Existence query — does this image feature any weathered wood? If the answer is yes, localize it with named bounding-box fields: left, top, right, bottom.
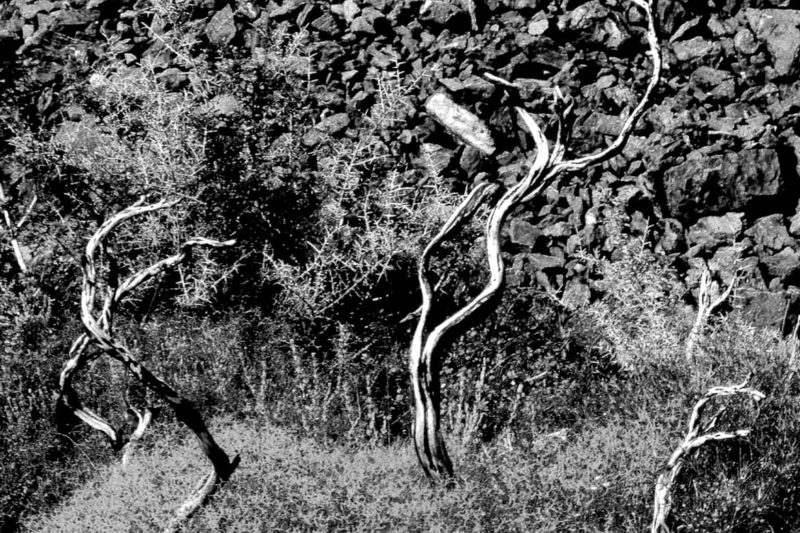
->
left=57, top=197, right=238, bottom=530
left=409, top=0, right=662, bottom=479
left=651, top=380, right=764, bottom=532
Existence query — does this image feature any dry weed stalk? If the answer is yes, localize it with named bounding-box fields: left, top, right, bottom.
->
left=409, top=0, right=661, bottom=478
left=57, top=197, right=238, bottom=533
left=685, top=267, right=739, bottom=363
left=0, top=182, right=36, bottom=273
left=651, top=380, right=765, bottom=533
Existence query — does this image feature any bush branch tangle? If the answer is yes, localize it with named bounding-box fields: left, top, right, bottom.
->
left=56, top=197, right=239, bottom=532
left=409, top=0, right=661, bottom=479
left=651, top=380, right=765, bottom=533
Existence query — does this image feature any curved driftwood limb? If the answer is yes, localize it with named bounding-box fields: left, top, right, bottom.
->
left=409, top=0, right=661, bottom=479
left=58, top=198, right=238, bottom=530
left=58, top=198, right=182, bottom=450
left=411, top=182, right=500, bottom=477
left=651, top=380, right=764, bottom=533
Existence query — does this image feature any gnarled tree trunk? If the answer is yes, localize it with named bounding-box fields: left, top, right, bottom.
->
left=409, top=0, right=661, bottom=478
left=57, top=197, right=239, bottom=532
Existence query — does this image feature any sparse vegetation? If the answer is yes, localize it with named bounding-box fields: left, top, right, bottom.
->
left=3, top=0, right=800, bottom=532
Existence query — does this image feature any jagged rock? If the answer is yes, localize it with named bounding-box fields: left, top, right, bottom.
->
left=316, top=113, right=350, bottom=135
left=690, top=66, right=735, bottom=99
left=673, top=37, right=720, bottom=62
left=762, top=247, right=800, bottom=279
left=19, top=0, right=57, bottom=20
left=541, top=221, right=570, bottom=238
left=509, top=219, right=540, bottom=247
left=527, top=14, right=548, bottom=36
left=736, top=287, right=791, bottom=328
left=581, top=112, right=624, bottom=137
left=746, top=8, right=800, bottom=77
left=414, top=143, right=453, bottom=177
left=562, top=278, right=590, bottom=309
left=351, top=15, right=375, bottom=34
left=658, top=218, right=685, bottom=254
left=207, top=5, right=236, bottom=46
left=711, top=244, right=752, bottom=286
left=302, top=113, right=351, bottom=147
left=687, top=213, right=744, bottom=249
left=521, top=252, right=565, bottom=271
left=734, top=26, right=759, bottom=55
left=746, top=214, right=796, bottom=251
left=343, top=0, right=360, bottom=23
left=205, top=94, right=240, bottom=117
left=790, top=212, right=800, bottom=237
left=502, top=0, right=543, bottom=8
left=425, top=93, right=495, bottom=155
left=311, top=12, right=341, bottom=36
left=459, top=146, right=483, bottom=175
left=267, top=0, right=304, bottom=20
left=663, top=148, right=783, bottom=220
left=157, top=68, right=189, bottom=90
left=657, top=0, right=689, bottom=36
left=419, top=1, right=466, bottom=27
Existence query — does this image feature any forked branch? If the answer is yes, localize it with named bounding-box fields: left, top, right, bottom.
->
left=651, top=380, right=764, bottom=533
left=57, top=197, right=239, bottom=532
left=409, top=0, right=661, bottom=478
left=685, top=267, right=739, bottom=363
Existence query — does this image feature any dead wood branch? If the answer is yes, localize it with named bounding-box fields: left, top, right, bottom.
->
left=685, top=266, right=739, bottom=363
left=651, top=380, right=764, bottom=533
left=56, top=197, right=239, bottom=531
left=409, top=0, right=661, bottom=479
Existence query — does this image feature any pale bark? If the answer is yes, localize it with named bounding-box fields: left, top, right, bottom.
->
left=57, top=197, right=239, bottom=531
left=651, top=380, right=764, bottom=533
left=410, top=0, right=661, bottom=478
left=684, top=267, right=738, bottom=363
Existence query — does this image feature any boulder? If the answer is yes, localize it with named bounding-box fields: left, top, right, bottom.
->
left=673, top=37, right=720, bottom=62
left=686, top=213, right=744, bottom=249
left=735, top=287, right=791, bottom=328
left=746, top=9, right=800, bottom=77
left=509, top=219, right=540, bottom=247
left=658, top=218, right=685, bottom=254
left=521, top=252, right=565, bottom=271
left=762, top=247, right=800, bottom=279
left=419, top=1, right=467, bottom=28
left=745, top=214, right=796, bottom=251
left=663, top=148, right=783, bottom=221
left=206, top=5, right=236, bottom=46
left=562, top=278, right=590, bottom=309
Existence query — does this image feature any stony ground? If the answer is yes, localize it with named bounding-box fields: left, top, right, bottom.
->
left=4, top=0, right=800, bottom=326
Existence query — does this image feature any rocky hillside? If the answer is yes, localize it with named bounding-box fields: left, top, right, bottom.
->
left=4, top=0, right=800, bottom=327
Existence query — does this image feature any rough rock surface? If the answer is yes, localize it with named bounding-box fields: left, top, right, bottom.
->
left=2, top=0, right=800, bottom=326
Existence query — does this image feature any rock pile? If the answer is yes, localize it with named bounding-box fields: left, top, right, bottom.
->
left=3, top=0, right=800, bottom=326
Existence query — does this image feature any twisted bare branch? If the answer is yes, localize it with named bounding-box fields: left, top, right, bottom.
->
left=651, top=380, right=764, bottom=533
left=57, top=198, right=239, bottom=531
left=410, top=0, right=661, bottom=478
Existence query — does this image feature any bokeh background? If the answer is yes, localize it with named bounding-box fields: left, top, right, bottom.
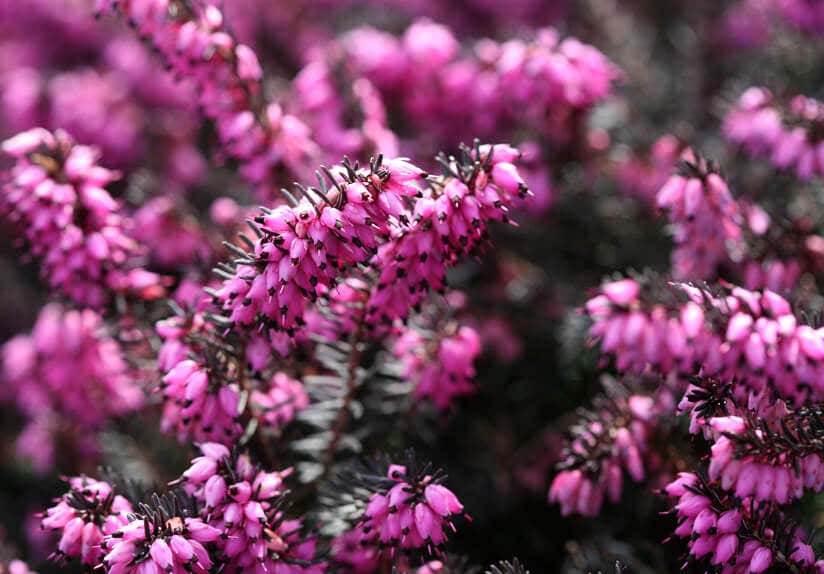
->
left=1, top=0, right=823, bottom=572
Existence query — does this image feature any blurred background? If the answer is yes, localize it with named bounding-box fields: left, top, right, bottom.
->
left=0, top=0, right=823, bottom=572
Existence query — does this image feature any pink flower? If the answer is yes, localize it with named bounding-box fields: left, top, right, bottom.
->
left=586, top=279, right=824, bottom=407
left=95, top=0, right=317, bottom=201
left=250, top=372, right=309, bottom=431
left=706, top=412, right=822, bottom=504
left=394, top=322, right=482, bottom=411
left=167, top=443, right=322, bottom=573
left=101, top=500, right=220, bottom=574
left=2, top=304, right=143, bottom=472
left=656, top=150, right=743, bottom=281
left=330, top=530, right=380, bottom=574
left=354, top=461, right=465, bottom=556
left=40, top=477, right=132, bottom=566
left=748, top=547, right=772, bottom=573
left=664, top=473, right=822, bottom=570
left=1, top=129, right=166, bottom=307
left=724, top=87, right=824, bottom=181
left=132, top=197, right=212, bottom=270
left=548, top=386, right=660, bottom=516
left=216, top=145, right=528, bottom=340
left=157, top=359, right=243, bottom=445
left=343, top=20, right=617, bottom=150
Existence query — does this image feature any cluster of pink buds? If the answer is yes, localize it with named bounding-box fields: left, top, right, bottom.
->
left=290, top=58, right=398, bottom=163
left=483, top=28, right=619, bottom=131
left=341, top=21, right=619, bottom=146
left=40, top=477, right=133, bottom=566
left=3, top=68, right=144, bottom=168
left=95, top=0, right=317, bottom=200
left=215, top=143, right=529, bottom=338
left=656, top=150, right=743, bottom=281
left=548, top=388, right=659, bottom=516
left=724, top=87, right=824, bottom=181
left=174, top=443, right=322, bottom=574
left=100, top=493, right=221, bottom=574
left=739, top=246, right=804, bottom=293
left=354, top=461, right=465, bottom=556
left=0, top=128, right=165, bottom=307
left=735, top=197, right=824, bottom=294
left=156, top=357, right=243, bottom=445
left=214, top=153, right=424, bottom=335
left=302, top=277, right=374, bottom=341
left=250, top=372, right=310, bottom=431
left=664, top=473, right=823, bottom=572
left=653, top=147, right=817, bottom=291
left=706, top=409, right=824, bottom=503
left=393, top=322, right=482, bottom=411
left=364, top=144, right=529, bottom=327
left=156, top=298, right=311, bottom=444
left=218, top=515, right=323, bottom=574
left=176, top=442, right=288, bottom=511
left=1, top=304, right=143, bottom=472
left=155, top=288, right=252, bottom=445
left=585, top=277, right=824, bottom=406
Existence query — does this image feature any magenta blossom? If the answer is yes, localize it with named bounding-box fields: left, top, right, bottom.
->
left=664, top=473, right=824, bottom=572
left=172, top=443, right=323, bottom=574
left=1, top=128, right=166, bottom=307
left=101, top=496, right=221, bottom=574
left=656, top=149, right=743, bottom=281
left=250, top=372, right=310, bottom=431
left=356, top=462, right=465, bottom=556
left=95, top=0, right=317, bottom=201
left=724, top=87, right=824, bottom=181
left=586, top=277, right=824, bottom=406
left=2, top=304, right=143, bottom=472
left=549, top=388, right=662, bottom=516
left=41, top=477, right=133, bottom=566
left=393, top=323, right=482, bottom=411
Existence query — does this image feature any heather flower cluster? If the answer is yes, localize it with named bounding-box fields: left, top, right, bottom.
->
left=656, top=144, right=821, bottom=290
left=585, top=278, right=824, bottom=405
left=100, top=495, right=221, bottom=574
left=94, top=0, right=318, bottom=200
left=548, top=386, right=662, bottom=517
left=175, top=443, right=322, bottom=574
left=215, top=144, right=530, bottom=338
left=1, top=128, right=165, bottom=307
left=334, top=461, right=466, bottom=562
left=339, top=21, right=619, bottom=147
left=393, top=322, right=482, bottom=411
left=707, top=411, right=824, bottom=503
left=40, top=477, right=132, bottom=565
left=1, top=304, right=142, bottom=472
left=656, top=150, right=743, bottom=280
left=724, top=87, right=824, bottom=181
left=664, top=474, right=823, bottom=572
left=567, top=274, right=824, bottom=566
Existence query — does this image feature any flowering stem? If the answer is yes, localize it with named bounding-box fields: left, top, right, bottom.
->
left=320, top=309, right=368, bottom=481
left=235, top=343, right=277, bottom=468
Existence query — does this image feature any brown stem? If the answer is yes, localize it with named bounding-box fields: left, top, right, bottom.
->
left=235, top=343, right=278, bottom=468
left=319, top=310, right=368, bottom=480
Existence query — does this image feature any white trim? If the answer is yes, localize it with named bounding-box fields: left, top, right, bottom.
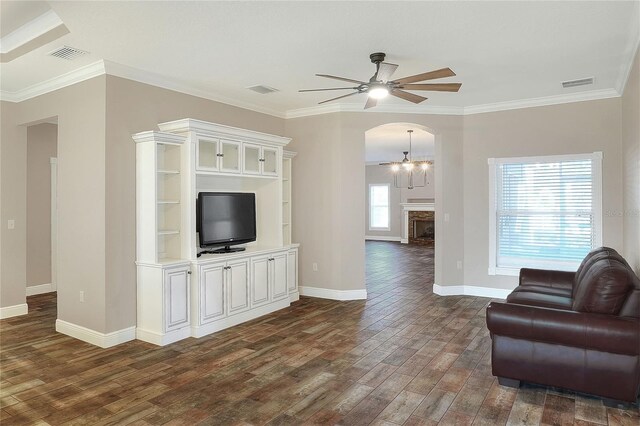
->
left=103, top=60, right=285, bottom=119
left=285, top=103, right=464, bottom=119
left=433, top=284, right=510, bottom=299
left=56, top=319, right=136, bottom=348
left=0, top=304, right=28, bottom=319
left=157, top=118, right=291, bottom=146
left=191, top=298, right=290, bottom=338
left=299, top=286, right=367, bottom=301
left=0, top=60, right=105, bottom=102
left=489, top=151, right=602, bottom=166
left=26, top=283, right=53, bottom=296
left=0, top=10, right=64, bottom=54
left=463, top=89, right=620, bottom=115
left=136, top=326, right=191, bottom=346
left=365, top=236, right=402, bottom=242
left=50, top=157, right=57, bottom=292
left=617, top=23, right=640, bottom=94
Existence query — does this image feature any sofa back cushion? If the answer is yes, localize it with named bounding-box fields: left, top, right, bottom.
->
left=572, top=255, right=634, bottom=315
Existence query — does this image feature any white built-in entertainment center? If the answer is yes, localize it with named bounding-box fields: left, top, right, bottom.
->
left=133, top=119, right=298, bottom=345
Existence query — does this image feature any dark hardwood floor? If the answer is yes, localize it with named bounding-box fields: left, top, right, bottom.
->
left=1, top=241, right=638, bottom=425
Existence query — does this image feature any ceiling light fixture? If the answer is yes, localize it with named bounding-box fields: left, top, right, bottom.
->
left=368, top=84, right=389, bottom=99
left=379, top=130, right=432, bottom=190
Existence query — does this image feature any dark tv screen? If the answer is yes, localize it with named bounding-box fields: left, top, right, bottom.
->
left=197, top=192, right=256, bottom=247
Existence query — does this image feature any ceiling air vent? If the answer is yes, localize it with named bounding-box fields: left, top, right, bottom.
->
left=48, top=45, right=88, bottom=60
left=561, top=77, right=594, bottom=88
left=247, top=85, right=279, bottom=94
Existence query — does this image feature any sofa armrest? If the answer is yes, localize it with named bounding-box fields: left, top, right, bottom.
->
left=486, top=302, right=640, bottom=356
left=519, top=268, right=575, bottom=291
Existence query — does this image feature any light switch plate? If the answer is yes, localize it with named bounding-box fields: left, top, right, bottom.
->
left=8, top=220, right=15, bottom=229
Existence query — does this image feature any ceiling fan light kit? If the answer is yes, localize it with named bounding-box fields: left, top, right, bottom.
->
left=300, top=52, right=462, bottom=109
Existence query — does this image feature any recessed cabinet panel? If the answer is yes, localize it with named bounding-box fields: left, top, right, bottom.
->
left=200, top=264, right=226, bottom=323
left=251, top=257, right=270, bottom=307
left=287, top=250, right=297, bottom=293
left=263, top=147, right=278, bottom=176
left=227, top=260, right=250, bottom=314
left=243, top=144, right=261, bottom=175
left=164, top=267, right=190, bottom=332
left=197, top=138, right=220, bottom=171
left=220, top=140, right=241, bottom=173
left=272, top=253, right=288, bottom=300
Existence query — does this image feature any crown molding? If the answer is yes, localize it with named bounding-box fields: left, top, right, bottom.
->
left=617, top=30, right=640, bottom=94
left=0, top=60, right=105, bottom=102
left=0, top=59, right=624, bottom=118
left=0, top=10, right=64, bottom=54
left=285, top=103, right=464, bottom=119
left=462, top=88, right=621, bottom=115
left=102, top=60, right=285, bottom=119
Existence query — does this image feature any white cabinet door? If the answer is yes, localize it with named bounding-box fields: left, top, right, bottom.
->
left=251, top=257, right=270, bottom=307
left=262, top=147, right=279, bottom=176
left=199, top=262, right=226, bottom=323
left=163, top=266, right=190, bottom=332
left=287, top=250, right=298, bottom=294
left=219, top=139, right=241, bottom=173
left=227, top=259, right=250, bottom=314
left=271, top=253, right=288, bottom=301
left=196, top=137, right=220, bottom=171
left=243, top=143, right=261, bottom=175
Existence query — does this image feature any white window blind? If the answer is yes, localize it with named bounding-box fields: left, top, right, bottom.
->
left=370, top=184, right=390, bottom=230
left=489, top=153, right=602, bottom=274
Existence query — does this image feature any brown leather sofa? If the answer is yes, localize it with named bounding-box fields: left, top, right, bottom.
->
left=486, top=247, right=640, bottom=403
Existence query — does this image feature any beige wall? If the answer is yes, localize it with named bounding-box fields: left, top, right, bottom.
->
left=462, top=98, right=624, bottom=290
left=104, top=75, right=285, bottom=332
left=365, top=165, right=403, bottom=238
left=622, top=48, right=640, bottom=274
left=1, top=77, right=108, bottom=333
left=287, top=112, right=465, bottom=292
left=26, top=123, right=57, bottom=287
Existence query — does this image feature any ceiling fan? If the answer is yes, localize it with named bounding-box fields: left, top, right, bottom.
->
left=299, top=52, right=462, bottom=109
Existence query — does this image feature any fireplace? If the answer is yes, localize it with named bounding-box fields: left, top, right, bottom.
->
left=408, top=211, right=435, bottom=246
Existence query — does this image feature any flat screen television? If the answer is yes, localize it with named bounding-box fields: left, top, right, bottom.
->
left=197, top=192, right=256, bottom=254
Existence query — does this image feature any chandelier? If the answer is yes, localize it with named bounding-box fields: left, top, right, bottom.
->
left=380, top=130, right=433, bottom=189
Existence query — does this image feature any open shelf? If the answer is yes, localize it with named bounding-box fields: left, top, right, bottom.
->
left=158, top=230, right=180, bottom=235
left=158, top=200, right=180, bottom=204
left=157, top=169, right=180, bottom=175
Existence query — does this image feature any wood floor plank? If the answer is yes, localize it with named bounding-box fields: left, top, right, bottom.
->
left=0, top=241, right=638, bottom=425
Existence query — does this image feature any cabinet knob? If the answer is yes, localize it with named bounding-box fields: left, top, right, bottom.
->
left=268, top=258, right=274, bottom=261
left=187, top=271, right=192, bottom=274
left=216, top=153, right=223, bottom=157
left=224, top=266, right=231, bottom=270
left=259, top=158, right=265, bottom=162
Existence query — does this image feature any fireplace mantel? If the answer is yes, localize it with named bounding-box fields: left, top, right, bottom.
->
left=400, top=202, right=435, bottom=244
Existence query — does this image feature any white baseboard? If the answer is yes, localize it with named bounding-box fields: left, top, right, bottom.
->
left=26, top=283, right=54, bottom=296
left=433, top=283, right=510, bottom=299
left=400, top=238, right=408, bottom=244
left=136, top=326, right=192, bottom=346
left=365, top=236, right=402, bottom=242
left=299, top=286, right=367, bottom=301
left=56, top=319, right=136, bottom=348
left=0, top=303, right=28, bottom=319
left=289, top=291, right=300, bottom=302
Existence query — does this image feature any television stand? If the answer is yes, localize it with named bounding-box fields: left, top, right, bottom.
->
left=198, top=246, right=246, bottom=257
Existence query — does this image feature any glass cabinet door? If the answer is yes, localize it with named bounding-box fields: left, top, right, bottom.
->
left=197, top=138, right=219, bottom=171
left=243, top=144, right=261, bottom=175
left=262, top=147, right=278, bottom=176
left=219, top=139, right=241, bottom=173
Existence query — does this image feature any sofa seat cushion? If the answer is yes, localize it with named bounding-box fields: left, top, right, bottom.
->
left=511, top=285, right=573, bottom=298
left=506, top=290, right=573, bottom=310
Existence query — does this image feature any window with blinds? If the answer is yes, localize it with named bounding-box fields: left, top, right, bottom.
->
left=488, top=152, right=602, bottom=275
left=369, top=184, right=390, bottom=230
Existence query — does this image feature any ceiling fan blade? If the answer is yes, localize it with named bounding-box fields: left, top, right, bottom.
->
left=376, top=62, right=398, bottom=82
left=299, top=87, right=359, bottom=92
left=393, top=67, right=456, bottom=84
left=316, top=74, right=366, bottom=84
left=364, top=97, right=377, bottom=109
left=398, top=83, right=462, bottom=92
left=318, top=91, right=360, bottom=104
left=391, top=89, right=427, bottom=104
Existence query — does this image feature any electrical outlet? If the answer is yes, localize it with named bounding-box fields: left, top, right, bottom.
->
left=7, top=219, right=15, bottom=229
left=79, top=291, right=85, bottom=302
left=312, top=263, right=318, bottom=272
left=444, top=213, right=450, bottom=222
left=456, top=260, right=463, bottom=270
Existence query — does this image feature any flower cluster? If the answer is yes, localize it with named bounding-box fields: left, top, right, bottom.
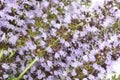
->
left=0, top=0, right=120, bottom=80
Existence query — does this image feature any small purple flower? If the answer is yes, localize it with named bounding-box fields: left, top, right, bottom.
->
left=83, top=55, right=89, bottom=62
left=66, top=76, right=71, bottom=80
left=93, top=63, right=100, bottom=70
left=47, top=60, right=53, bottom=67
left=8, top=35, right=18, bottom=45
left=41, top=1, right=49, bottom=8
left=55, top=52, right=60, bottom=58
left=64, top=41, right=70, bottom=47
left=0, top=33, right=5, bottom=42
left=75, top=78, right=79, bottom=80
left=46, top=47, right=53, bottom=53
left=51, top=0, right=59, bottom=4
left=88, top=74, right=95, bottom=80
left=89, top=53, right=96, bottom=62
left=82, top=69, right=88, bottom=75
left=64, top=13, right=71, bottom=24
left=71, top=69, right=77, bottom=76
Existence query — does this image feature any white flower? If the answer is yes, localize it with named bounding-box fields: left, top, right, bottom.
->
left=41, top=1, right=49, bottom=8
left=71, top=69, right=77, bottom=76
left=107, top=58, right=120, bottom=79
left=52, top=0, right=59, bottom=4
left=46, top=47, right=52, bottom=53
left=66, top=77, right=71, bottom=80
left=10, top=63, right=17, bottom=68
left=115, top=10, right=120, bottom=19
left=59, top=50, right=66, bottom=57
left=47, top=60, right=53, bottom=67
left=75, top=78, right=79, bottom=80
left=28, top=76, right=33, bottom=80
left=43, top=18, right=48, bottom=23
left=82, top=69, right=88, bottom=75
left=83, top=55, right=89, bottom=62
left=2, top=63, right=10, bottom=70
left=47, top=76, right=54, bottom=80
left=64, top=41, right=70, bottom=47
left=41, top=32, right=47, bottom=40
left=72, top=14, right=78, bottom=19
left=37, top=73, right=45, bottom=79
left=86, top=26, right=98, bottom=32
left=93, top=63, right=100, bottom=70
left=102, top=16, right=115, bottom=28
left=71, top=1, right=80, bottom=9
left=37, top=70, right=41, bottom=75
left=98, top=41, right=106, bottom=50
left=110, top=34, right=118, bottom=42
left=80, top=31, right=87, bottom=37
left=73, top=30, right=79, bottom=40
left=54, top=23, right=61, bottom=29
left=15, top=56, right=21, bottom=62
left=21, top=65, right=25, bottom=71
left=23, top=75, right=28, bottom=80
left=30, top=66, right=36, bottom=73
left=55, top=52, right=60, bottom=58
left=40, top=40, right=46, bottom=47
left=88, top=74, right=95, bottom=80
left=98, top=72, right=105, bottom=79
left=51, top=7, right=58, bottom=15
left=83, top=78, right=87, bottom=80
left=3, top=74, right=9, bottom=79
left=109, top=34, right=119, bottom=47
left=89, top=53, right=96, bottom=62
left=60, top=38, right=65, bottom=44
left=54, top=70, right=60, bottom=75
left=51, top=20, right=56, bottom=25
left=18, top=50, right=24, bottom=55
left=8, top=35, right=18, bottom=45
left=50, top=28, right=57, bottom=36
left=64, top=13, right=71, bottom=24
left=71, top=61, right=81, bottom=68
left=25, top=41, right=36, bottom=50
left=117, top=0, right=120, bottom=2
left=90, top=0, right=104, bottom=10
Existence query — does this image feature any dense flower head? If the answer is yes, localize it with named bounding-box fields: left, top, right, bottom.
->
left=0, top=0, right=120, bottom=80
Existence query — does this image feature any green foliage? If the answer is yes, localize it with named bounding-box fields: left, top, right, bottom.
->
left=47, top=12, right=57, bottom=20
left=111, top=74, right=120, bottom=80
left=111, top=20, right=120, bottom=34
left=34, top=17, right=49, bottom=30
left=0, top=42, right=8, bottom=50
left=56, top=6, right=65, bottom=14
left=8, top=51, right=16, bottom=59
left=27, top=29, right=40, bottom=38
left=17, top=36, right=26, bottom=48
left=7, top=77, right=17, bottom=80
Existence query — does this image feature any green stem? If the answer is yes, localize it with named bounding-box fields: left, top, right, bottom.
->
left=0, top=49, right=3, bottom=59
left=8, top=51, right=16, bottom=59
left=17, top=58, right=37, bottom=80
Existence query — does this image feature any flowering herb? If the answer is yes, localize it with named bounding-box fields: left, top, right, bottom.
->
left=0, top=0, right=120, bottom=80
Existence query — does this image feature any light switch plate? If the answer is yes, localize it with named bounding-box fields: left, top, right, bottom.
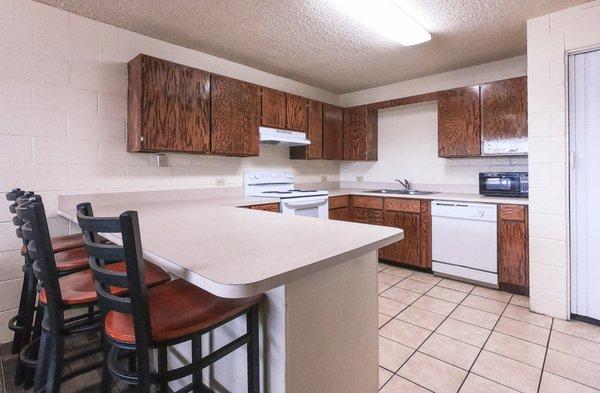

WORK ITEM >> Tally the lines of the records that contain the word "brown", then give only the tally.

OUTPUT FOR THIS EXERCISE >> 2